### TASK PROMPT
Starting from the line that contains "point_to MUST return one point per instance of the gravel", reproduce each line exactly through the end of the material, and include no other lines.

### RECORDS SUPPLIED
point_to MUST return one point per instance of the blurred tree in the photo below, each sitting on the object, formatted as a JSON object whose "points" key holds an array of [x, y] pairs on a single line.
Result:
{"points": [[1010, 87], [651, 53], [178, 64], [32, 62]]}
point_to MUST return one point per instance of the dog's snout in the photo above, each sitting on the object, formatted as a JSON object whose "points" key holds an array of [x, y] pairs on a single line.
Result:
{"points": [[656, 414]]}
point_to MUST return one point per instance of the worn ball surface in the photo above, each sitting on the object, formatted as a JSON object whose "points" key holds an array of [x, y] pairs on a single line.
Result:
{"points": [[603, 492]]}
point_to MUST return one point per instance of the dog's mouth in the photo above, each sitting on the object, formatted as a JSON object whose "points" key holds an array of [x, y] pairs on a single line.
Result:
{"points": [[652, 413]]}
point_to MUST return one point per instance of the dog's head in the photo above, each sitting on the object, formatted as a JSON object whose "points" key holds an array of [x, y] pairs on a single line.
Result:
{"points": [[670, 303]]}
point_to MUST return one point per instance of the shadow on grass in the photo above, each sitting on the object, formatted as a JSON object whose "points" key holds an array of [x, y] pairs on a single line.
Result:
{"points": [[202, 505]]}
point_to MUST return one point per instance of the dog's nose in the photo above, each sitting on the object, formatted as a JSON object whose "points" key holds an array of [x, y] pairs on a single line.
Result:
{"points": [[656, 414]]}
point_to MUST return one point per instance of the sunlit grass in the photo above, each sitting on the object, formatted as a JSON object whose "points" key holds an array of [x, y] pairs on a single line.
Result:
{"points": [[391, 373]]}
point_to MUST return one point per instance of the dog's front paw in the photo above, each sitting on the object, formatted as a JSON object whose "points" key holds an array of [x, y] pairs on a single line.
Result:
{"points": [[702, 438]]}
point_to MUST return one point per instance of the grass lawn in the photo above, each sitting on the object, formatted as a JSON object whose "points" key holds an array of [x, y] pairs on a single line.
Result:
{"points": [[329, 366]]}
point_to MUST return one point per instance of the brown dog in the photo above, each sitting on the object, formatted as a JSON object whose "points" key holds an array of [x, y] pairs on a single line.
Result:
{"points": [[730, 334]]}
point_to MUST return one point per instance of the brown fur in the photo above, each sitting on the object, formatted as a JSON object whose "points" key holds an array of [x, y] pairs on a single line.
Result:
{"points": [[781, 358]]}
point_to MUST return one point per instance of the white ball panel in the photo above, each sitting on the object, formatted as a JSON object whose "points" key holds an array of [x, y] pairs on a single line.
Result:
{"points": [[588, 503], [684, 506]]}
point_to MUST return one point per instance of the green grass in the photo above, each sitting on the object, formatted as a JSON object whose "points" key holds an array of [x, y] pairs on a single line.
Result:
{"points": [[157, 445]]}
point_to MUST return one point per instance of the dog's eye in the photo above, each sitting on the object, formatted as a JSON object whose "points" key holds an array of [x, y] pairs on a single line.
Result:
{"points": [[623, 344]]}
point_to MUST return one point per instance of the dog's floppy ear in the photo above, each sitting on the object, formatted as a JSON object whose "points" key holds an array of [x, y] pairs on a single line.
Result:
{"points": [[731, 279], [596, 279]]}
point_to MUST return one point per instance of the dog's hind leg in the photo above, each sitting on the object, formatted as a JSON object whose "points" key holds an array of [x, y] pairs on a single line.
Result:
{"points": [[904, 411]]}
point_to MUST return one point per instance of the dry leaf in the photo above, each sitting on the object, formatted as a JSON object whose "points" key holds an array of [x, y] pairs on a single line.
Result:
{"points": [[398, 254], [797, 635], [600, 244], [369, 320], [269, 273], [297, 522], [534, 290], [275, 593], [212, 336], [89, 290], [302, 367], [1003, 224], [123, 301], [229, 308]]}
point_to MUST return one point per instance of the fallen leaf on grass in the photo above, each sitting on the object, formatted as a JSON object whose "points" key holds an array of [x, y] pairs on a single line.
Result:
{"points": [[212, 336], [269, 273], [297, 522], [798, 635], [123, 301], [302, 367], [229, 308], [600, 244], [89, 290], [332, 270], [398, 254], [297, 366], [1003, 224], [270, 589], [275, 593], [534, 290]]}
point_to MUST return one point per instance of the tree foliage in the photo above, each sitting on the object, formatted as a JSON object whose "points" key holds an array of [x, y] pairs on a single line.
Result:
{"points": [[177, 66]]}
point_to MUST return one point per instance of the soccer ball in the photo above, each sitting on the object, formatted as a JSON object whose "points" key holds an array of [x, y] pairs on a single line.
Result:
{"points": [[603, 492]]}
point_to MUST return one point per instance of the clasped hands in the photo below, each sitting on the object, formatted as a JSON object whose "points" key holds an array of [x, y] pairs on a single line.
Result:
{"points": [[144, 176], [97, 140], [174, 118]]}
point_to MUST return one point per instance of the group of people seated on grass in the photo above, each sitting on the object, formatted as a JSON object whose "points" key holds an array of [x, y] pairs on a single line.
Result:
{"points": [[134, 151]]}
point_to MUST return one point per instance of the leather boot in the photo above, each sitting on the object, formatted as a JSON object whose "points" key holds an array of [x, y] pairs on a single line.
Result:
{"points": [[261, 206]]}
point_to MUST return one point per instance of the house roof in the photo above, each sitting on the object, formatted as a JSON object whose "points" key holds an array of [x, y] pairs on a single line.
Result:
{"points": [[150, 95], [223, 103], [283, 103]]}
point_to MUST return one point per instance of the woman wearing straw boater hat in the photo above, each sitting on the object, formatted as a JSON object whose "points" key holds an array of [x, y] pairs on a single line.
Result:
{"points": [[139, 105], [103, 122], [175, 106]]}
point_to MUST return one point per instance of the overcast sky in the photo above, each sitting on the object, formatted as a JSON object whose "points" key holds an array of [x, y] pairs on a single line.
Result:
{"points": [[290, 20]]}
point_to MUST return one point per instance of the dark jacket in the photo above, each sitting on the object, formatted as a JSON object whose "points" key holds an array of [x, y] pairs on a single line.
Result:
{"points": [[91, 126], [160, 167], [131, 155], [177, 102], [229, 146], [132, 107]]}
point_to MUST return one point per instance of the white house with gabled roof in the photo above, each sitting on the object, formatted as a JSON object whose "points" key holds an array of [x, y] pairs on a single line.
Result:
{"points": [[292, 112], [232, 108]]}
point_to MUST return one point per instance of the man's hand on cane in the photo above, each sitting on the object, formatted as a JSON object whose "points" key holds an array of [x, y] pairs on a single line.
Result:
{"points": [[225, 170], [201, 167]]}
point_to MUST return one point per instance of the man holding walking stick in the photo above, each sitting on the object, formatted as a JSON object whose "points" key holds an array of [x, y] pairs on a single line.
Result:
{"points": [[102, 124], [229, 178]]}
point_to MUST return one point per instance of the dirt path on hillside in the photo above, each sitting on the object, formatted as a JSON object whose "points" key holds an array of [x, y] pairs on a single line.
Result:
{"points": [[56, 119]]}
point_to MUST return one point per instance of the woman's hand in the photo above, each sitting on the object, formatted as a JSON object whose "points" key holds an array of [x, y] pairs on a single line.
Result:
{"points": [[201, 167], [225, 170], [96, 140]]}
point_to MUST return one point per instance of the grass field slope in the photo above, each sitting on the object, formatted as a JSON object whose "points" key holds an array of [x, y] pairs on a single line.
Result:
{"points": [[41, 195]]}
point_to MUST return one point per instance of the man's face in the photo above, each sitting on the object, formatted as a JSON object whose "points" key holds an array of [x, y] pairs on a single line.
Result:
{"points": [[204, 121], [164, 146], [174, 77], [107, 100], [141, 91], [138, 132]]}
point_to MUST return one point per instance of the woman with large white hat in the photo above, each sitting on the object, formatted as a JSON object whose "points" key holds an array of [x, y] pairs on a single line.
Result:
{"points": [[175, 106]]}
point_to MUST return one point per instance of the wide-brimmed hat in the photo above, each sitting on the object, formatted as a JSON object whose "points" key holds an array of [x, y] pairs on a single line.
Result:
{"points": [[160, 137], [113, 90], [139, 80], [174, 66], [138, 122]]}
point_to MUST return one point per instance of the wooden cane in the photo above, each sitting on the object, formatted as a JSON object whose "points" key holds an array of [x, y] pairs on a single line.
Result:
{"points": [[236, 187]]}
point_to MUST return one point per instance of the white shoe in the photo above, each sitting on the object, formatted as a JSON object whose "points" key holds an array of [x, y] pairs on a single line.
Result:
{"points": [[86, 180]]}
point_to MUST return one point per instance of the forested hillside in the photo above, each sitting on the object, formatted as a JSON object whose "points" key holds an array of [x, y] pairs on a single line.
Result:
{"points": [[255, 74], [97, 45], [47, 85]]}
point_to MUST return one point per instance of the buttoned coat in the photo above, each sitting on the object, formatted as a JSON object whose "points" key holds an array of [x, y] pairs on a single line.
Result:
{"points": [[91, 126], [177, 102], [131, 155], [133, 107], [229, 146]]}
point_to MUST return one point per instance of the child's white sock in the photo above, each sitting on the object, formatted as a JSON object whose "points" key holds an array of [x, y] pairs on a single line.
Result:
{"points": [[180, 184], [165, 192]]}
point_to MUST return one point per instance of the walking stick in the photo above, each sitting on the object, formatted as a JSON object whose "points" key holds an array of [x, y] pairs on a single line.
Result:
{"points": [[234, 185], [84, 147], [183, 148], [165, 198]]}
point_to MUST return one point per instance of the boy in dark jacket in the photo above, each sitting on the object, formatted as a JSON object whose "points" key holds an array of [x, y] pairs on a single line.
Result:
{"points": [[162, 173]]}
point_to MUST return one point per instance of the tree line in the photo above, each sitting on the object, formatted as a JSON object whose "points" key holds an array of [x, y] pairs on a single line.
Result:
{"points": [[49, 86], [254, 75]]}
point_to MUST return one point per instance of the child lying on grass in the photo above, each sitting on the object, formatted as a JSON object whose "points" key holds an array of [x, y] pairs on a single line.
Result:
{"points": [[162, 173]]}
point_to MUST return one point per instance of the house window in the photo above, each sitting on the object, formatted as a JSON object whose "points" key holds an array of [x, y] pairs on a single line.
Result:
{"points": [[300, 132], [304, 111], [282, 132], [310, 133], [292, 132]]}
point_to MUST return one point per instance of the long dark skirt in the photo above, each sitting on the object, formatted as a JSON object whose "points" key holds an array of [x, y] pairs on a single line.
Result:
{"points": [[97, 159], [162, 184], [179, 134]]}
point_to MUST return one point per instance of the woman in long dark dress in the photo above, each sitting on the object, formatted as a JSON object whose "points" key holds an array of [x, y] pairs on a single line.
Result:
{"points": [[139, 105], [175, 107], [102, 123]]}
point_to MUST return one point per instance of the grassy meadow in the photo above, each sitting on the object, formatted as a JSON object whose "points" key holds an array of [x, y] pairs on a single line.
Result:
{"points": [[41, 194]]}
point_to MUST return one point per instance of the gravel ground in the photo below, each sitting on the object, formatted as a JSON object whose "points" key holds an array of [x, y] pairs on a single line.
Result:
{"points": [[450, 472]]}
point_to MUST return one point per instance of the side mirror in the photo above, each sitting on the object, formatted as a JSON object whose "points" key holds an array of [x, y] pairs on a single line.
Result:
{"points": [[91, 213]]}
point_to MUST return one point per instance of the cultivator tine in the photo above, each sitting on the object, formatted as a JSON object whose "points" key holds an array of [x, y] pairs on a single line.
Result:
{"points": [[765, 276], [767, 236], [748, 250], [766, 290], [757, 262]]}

### EXERCISE OUTPUT
point_to MUST return one point per instance of the gravel ground in the photo below, each sitting on the object, formatted as a JSON object whose "points" key holds an array of [x, y] pairs on a single line.
Result:
{"points": [[450, 472]]}
point_to MUST return one point per instance of the side mirror in the photo above, each sitting on the object, formatted as a JSON object whose "points" key holds an array of [x, y] pairs on a single line.
Result:
{"points": [[91, 213]]}
point_to MUST return one point per instance of the cultivator tine in the photo above, each sitting on the object, formatted as a JSON object whose "points" key holds an array of [x, y] pairs on a single line.
Result:
{"points": [[765, 276], [767, 236], [748, 250], [766, 290], [757, 262]]}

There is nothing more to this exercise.